**Task directions:** Recast the lines from the one containing "Outline every instance of the man's face." through the one containing "243), (612, 245)]]" as a numbered list, leaving out any blank lines.

╔══

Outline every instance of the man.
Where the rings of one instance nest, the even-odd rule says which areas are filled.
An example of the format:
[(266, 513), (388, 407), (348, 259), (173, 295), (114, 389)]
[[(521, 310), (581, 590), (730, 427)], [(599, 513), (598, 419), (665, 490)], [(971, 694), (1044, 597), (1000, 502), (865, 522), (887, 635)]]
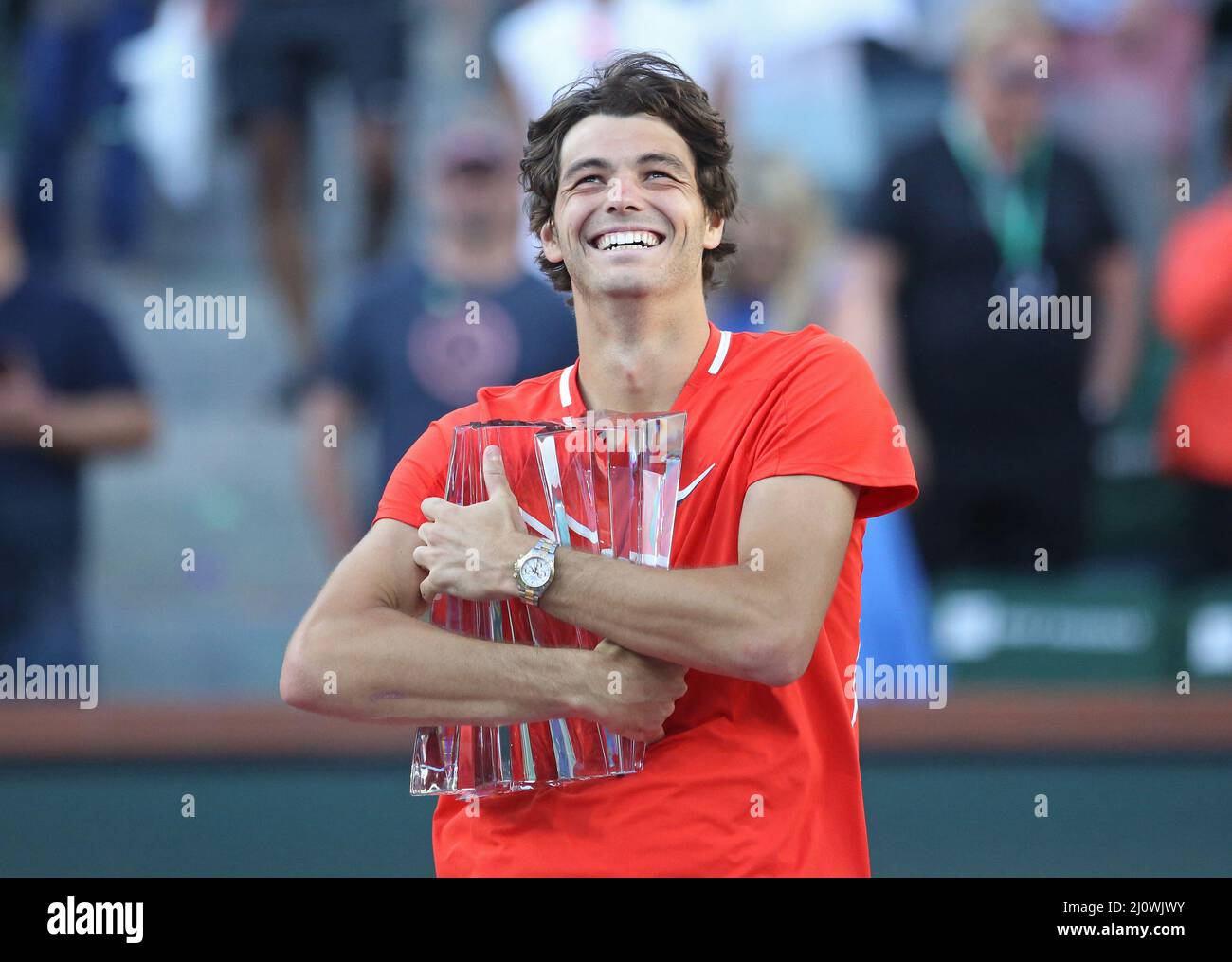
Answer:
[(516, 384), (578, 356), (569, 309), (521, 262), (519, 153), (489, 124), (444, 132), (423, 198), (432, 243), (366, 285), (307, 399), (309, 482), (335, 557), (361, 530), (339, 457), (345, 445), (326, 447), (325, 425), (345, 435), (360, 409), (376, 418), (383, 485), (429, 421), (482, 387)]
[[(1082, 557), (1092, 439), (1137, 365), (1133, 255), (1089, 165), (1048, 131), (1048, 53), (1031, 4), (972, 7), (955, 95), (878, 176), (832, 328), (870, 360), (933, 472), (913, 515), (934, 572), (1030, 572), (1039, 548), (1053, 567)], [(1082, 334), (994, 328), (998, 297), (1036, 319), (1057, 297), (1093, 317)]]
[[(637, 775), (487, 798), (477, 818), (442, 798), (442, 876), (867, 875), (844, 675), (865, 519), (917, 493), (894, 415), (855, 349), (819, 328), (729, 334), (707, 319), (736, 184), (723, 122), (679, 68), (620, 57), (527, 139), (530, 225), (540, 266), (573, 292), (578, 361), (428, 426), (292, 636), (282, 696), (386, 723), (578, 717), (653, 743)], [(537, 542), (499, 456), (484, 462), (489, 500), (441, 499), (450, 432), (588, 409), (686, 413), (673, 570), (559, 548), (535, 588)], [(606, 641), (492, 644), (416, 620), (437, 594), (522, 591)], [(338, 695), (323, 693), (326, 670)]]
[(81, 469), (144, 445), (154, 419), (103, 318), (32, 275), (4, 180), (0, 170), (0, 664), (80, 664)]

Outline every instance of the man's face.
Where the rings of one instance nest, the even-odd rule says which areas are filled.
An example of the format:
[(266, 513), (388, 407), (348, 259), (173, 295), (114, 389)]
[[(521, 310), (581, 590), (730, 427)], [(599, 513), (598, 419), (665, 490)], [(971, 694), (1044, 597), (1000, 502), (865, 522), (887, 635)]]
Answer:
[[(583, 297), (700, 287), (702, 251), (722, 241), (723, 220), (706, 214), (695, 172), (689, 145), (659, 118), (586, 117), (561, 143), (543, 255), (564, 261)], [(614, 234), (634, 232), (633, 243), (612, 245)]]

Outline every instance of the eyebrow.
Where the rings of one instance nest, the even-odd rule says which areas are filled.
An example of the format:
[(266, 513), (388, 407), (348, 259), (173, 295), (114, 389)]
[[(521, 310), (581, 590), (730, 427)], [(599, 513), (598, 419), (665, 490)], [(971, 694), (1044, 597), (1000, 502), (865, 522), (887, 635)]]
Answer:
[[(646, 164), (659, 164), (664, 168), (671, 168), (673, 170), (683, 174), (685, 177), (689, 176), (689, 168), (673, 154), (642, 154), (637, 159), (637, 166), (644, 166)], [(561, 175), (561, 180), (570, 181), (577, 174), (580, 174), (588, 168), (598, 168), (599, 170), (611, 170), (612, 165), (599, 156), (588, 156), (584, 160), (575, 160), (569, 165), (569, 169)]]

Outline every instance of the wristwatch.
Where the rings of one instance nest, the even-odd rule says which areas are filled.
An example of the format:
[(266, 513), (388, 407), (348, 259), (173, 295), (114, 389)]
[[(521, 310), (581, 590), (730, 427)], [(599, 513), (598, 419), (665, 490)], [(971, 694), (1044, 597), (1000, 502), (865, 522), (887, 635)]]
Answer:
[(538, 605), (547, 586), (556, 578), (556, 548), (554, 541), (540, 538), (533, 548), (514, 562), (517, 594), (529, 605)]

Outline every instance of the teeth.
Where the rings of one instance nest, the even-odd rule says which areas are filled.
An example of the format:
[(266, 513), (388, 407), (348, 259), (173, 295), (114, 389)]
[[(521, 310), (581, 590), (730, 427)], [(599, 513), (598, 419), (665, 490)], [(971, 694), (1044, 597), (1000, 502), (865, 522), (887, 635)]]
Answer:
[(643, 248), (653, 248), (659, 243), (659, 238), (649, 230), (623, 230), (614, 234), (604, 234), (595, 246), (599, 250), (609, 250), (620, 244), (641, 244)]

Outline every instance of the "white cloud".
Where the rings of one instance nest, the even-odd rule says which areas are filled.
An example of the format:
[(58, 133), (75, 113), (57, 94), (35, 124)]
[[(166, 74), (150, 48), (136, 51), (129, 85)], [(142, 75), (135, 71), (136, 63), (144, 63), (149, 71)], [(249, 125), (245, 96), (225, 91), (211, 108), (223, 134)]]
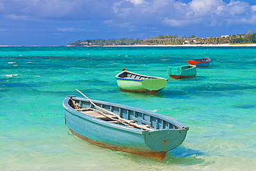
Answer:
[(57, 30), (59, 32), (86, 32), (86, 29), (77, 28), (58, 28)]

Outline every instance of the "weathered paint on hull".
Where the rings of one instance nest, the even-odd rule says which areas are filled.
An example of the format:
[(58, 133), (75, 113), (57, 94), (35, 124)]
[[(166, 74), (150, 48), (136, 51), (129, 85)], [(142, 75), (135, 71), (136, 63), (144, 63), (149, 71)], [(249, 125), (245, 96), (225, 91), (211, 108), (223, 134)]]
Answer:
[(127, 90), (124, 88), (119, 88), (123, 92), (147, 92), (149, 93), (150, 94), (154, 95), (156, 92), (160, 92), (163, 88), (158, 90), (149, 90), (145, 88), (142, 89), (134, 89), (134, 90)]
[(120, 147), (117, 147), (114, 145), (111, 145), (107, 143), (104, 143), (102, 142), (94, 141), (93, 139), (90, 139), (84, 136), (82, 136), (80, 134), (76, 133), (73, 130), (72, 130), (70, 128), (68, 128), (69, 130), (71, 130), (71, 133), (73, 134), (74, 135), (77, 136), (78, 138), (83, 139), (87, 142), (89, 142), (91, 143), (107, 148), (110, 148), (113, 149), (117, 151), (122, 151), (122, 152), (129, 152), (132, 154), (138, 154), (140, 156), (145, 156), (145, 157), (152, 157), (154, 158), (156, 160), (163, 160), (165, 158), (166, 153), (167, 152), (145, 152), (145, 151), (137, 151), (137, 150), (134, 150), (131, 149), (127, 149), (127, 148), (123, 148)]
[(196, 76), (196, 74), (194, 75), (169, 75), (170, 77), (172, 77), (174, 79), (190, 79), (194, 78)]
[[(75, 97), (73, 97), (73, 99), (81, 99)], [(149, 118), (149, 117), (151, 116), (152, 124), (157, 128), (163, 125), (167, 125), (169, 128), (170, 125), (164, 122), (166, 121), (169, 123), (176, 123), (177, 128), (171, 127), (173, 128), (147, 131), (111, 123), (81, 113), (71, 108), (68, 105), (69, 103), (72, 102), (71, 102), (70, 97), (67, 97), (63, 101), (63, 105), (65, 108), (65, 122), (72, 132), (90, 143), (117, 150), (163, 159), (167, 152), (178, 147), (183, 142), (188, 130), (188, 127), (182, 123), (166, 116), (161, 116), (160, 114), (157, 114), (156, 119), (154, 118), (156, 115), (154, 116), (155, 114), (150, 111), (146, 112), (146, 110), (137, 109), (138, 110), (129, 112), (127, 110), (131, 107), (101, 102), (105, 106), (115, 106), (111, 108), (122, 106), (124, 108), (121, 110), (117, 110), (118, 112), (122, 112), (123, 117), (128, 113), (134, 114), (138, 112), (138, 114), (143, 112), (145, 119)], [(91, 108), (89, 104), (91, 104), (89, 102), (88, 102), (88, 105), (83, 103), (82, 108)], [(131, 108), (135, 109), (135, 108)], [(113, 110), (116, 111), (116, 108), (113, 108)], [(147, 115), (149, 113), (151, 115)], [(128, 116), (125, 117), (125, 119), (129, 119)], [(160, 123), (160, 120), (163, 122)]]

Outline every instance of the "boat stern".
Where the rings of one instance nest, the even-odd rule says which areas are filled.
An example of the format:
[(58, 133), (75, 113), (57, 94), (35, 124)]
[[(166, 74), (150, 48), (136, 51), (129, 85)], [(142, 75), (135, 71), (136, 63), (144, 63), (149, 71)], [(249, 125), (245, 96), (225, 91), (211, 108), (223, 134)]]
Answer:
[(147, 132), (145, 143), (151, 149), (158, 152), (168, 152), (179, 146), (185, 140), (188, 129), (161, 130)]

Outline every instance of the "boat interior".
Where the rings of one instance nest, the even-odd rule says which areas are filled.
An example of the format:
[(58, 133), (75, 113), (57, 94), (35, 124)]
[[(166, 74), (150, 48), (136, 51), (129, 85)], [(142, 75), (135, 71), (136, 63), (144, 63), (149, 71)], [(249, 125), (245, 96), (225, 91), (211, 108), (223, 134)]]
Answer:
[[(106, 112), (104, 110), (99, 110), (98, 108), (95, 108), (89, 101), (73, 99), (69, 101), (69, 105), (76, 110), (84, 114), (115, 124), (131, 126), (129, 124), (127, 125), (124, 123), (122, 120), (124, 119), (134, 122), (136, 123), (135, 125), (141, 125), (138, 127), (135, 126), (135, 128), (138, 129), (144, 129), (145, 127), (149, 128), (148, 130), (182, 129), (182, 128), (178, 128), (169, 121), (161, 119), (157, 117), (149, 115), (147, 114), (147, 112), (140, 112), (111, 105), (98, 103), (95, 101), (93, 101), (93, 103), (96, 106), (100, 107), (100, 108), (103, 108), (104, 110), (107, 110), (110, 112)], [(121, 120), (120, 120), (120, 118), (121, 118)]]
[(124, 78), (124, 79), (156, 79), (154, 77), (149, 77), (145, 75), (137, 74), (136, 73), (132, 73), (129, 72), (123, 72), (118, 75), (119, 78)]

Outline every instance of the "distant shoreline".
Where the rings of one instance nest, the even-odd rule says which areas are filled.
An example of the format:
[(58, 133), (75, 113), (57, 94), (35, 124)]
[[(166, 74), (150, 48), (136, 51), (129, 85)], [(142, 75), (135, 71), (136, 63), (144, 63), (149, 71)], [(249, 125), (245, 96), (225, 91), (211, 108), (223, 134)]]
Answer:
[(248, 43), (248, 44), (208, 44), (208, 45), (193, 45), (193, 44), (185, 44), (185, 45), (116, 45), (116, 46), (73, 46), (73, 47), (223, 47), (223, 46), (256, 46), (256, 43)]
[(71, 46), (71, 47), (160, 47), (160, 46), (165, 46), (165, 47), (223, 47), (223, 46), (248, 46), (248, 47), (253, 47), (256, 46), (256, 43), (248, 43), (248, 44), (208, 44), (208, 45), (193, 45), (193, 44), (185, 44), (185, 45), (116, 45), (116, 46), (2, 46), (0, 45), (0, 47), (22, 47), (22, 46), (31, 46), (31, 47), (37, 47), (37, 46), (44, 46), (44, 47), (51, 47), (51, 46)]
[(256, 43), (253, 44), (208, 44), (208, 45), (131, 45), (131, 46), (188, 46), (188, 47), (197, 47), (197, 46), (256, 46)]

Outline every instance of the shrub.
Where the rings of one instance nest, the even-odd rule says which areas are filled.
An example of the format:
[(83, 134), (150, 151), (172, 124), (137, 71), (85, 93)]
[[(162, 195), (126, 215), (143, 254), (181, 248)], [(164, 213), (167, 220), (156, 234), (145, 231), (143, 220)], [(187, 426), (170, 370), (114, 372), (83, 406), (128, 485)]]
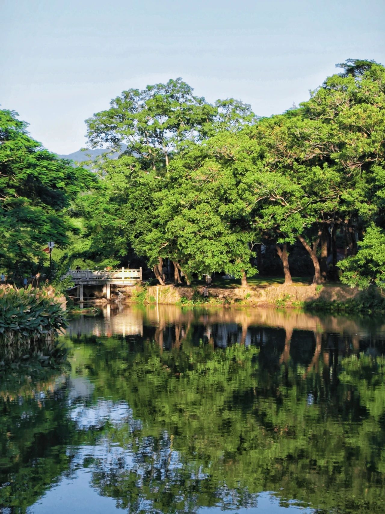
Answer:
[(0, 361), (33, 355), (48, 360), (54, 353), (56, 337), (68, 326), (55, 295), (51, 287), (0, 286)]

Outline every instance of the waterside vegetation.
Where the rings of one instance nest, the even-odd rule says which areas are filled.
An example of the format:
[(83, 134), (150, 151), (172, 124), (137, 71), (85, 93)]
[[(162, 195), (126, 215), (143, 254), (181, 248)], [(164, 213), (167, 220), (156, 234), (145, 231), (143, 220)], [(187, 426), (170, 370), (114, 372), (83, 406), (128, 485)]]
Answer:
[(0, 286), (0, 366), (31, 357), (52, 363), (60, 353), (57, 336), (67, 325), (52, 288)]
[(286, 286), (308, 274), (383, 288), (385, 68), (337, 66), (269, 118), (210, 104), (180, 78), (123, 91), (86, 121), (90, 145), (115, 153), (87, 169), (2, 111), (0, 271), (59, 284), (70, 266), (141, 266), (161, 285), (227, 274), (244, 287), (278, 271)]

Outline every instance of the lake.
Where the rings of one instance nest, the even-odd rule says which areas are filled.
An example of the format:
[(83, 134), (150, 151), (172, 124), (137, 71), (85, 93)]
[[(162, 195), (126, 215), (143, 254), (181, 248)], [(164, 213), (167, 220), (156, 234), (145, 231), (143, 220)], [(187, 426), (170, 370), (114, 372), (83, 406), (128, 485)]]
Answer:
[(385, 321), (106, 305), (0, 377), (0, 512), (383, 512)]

╚══

**Solved exercise:**
1. Outline every instance of the man's face.
2. Where the rings of one instance nest, the even-odd rule says which areas are filled.
3. An example of the format:
4. [(266, 513), (388, 407), (348, 259), (173, 295), (114, 389)]
5. [[(521, 310), (581, 590), (730, 427)], [(599, 513), (598, 419), (665, 490)], [(971, 694), (1044, 597), (1000, 502), (865, 522), (887, 635)]]
6. Answer:
7. [[(583, 297), (700, 287), (702, 251), (722, 241), (723, 220), (706, 214), (695, 172), (689, 145), (659, 118), (586, 117), (561, 143), (543, 255), (564, 261)], [(614, 234), (634, 232), (633, 243), (612, 245)]]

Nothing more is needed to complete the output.